== PASSAGE ==

┌──

Here is a preview of my Rock5B based NAS/surveillance solution. An ITX board is a smarter solution, but since I had the board, SATA M.2 M controllers (both ASM1166 and JMB585 flavors), I have just added a USB C power cable fed by a specific power board on the main 24 pin ATX plug from the power supply.

The Rock5B board is a 16/64 GB (RAM/eMMC) flavor equipped with the stock passive cooler on one side and a 5x SATA controller on the back. This really means the board has to ‘levitate’ in the case, in front of the main extraction fan of the enclosure.
The 3 SATA HDDs (software RAID 5) are powered by means of the ATX cables. The Fractal Design 304 node case can hold up to 6 disks.

I used perforated metal mounting tape for the purpose and screwed in the ITX mounting holes.

└──

== SHORT TASK 1 ==
According to the NAS passage, how many disks can the Fractal Design 304 node case hold?
The NAS passage and the listing come from unrelated sources.

== RECORDS FOR THE EXERCISE ==
┌──

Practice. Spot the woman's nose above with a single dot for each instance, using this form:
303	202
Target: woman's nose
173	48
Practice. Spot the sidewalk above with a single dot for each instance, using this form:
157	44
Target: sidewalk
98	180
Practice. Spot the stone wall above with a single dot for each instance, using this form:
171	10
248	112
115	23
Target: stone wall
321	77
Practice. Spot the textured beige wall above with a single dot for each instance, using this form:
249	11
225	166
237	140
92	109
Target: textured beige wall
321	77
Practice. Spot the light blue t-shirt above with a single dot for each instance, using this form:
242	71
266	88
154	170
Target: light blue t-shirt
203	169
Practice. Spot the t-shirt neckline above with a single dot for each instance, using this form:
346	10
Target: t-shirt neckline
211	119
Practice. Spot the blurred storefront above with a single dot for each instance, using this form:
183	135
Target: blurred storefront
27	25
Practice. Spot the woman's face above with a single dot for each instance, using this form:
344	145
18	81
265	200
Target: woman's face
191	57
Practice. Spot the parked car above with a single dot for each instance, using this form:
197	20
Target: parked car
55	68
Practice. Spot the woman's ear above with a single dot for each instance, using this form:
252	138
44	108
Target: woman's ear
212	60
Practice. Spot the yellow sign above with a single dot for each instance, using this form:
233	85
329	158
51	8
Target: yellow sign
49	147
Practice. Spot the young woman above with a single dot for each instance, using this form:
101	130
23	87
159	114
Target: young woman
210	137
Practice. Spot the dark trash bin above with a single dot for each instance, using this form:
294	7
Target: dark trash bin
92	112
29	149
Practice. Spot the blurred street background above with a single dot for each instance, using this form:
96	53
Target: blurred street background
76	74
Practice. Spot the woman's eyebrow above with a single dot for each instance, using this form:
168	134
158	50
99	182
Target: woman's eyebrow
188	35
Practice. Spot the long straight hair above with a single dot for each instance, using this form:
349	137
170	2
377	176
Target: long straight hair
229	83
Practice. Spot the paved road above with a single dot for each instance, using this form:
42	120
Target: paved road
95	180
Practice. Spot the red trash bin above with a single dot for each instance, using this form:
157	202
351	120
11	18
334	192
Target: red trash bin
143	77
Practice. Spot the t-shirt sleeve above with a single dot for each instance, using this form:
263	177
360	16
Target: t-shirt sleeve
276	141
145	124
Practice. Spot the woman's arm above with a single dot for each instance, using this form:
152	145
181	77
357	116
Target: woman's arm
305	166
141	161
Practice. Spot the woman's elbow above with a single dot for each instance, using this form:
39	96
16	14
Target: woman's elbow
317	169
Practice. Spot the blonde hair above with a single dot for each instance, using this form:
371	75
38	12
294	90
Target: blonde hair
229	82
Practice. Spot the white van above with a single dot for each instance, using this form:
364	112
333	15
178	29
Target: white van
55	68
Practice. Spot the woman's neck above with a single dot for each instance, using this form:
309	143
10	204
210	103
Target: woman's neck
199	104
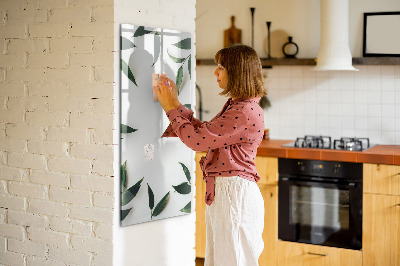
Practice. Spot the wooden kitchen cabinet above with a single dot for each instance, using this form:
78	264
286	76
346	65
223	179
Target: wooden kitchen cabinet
298	254
381	179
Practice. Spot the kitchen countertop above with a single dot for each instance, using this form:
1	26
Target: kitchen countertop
379	154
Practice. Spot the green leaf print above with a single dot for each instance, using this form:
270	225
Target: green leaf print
183	188
160	206
187	208
184	44
127	71
130	193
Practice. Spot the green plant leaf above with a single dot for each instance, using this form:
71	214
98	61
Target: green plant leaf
187	208
160	206
123	177
184	44
127	129
151	197
179	77
183	188
124	213
140	32
186	171
126	44
176	60
130	193
190	66
127	71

└──

== SHORT TASK 2 ==
Which lines of the listing contain the string "blue"? Copy each of them, treating uppercase and lowercase as different.

== EXERCISE RESULT 1 ==
Up to 6 disks.

== EXERCISE RESULT 2 ==
Practice. Spot the light blue t-shirt above with a single dot for each instance, using this form:
Target: light blue t-shirt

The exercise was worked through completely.